Exercise: Can you copy out every one of the following entries word for word, leaving out the pictures?

(Pointing and labeling entries)

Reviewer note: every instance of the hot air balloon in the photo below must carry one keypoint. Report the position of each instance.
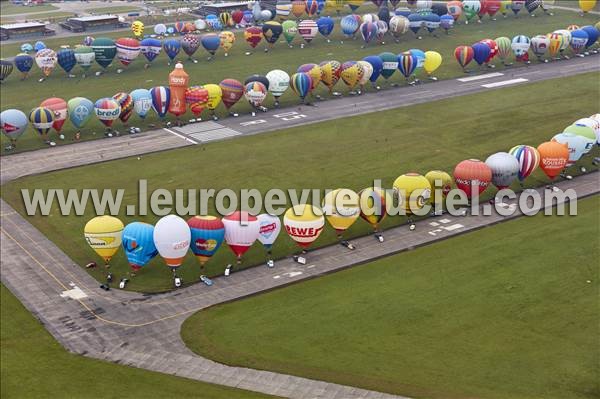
(325, 26)
(341, 209)
(472, 177)
(24, 62)
(13, 124)
(373, 203)
(505, 169)
(226, 39)
(103, 234)
(253, 36)
(269, 228)
(80, 110)
(161, 98)
(290, 29)
(241, 231)
(60, 109)
(84, 56)
(138, 244)
(207, 235)
(553, 158)
(172, 238)
(464, 55)
(105, 51)
(232, 90)
(528, 158)
(433, 60)
(66, 59)
(272, 31)
(215, 94)
(304, 224)
(301, 83)
(45, 60)
(279, 82)
(172, 48)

Answer:
Reviewer note: every instance of the hot air balloon in the photo below must carry one keypoint. Report the position of each instance.
(325, 26)
(341, 209)
(472, 177)
(24, 62)
(13, 124)
(373, 203)
(505, 169)
(226, 39)
(103, 234)
(253, 36)
(269, 228)
(80, 110)
(161, 98)
(290, 29)
(241, 231)
(60, 109)
(84, 56)
(138, 244)
(207, 235)
(553, 158)
(172, 238)
(464, 55)
(105, 51)
(232, 90)
(528, 158)
(433, 60)
(66, 59)
(272, 31)
(215, 94)
(304, 224)
(301, 83)
(45, 60)
(279, 82)
(172, 48)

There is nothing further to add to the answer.